> **To do**
Extract each line of the material below that contains the word "white".

> **Entries shown**
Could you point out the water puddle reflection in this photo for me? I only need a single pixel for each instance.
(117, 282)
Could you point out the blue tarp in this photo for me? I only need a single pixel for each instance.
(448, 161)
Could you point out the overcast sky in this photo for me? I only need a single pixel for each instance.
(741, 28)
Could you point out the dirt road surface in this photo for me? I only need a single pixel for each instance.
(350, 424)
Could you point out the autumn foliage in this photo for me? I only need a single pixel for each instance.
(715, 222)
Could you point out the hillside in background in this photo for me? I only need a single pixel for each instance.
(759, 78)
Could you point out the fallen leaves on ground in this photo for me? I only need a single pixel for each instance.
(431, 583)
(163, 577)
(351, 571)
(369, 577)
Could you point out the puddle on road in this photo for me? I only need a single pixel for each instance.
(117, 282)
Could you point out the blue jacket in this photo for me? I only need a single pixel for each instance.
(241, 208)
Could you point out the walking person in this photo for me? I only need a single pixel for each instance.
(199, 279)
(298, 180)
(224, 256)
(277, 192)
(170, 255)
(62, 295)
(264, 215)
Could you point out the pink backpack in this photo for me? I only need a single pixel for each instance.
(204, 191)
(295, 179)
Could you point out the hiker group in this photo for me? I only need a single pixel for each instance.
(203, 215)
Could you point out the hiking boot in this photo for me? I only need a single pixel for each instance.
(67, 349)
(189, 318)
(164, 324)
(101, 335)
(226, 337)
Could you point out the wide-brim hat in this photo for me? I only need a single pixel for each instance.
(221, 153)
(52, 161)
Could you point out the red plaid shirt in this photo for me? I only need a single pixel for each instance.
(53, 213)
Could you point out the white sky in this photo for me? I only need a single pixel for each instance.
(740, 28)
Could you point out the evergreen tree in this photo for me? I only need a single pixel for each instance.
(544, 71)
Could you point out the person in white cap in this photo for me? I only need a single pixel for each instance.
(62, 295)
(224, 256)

==

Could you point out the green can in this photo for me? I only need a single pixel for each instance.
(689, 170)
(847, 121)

---

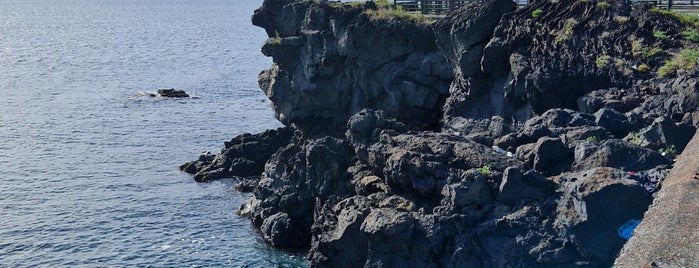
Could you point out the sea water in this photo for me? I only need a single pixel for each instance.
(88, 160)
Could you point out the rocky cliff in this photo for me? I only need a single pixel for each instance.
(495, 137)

> **Answer to this task**
Could you point out the white sky in this photo for me? I only need a single pixel for each instance.
Could you point out the person in white cap in this photo for me? I only need a single pixel for each instance.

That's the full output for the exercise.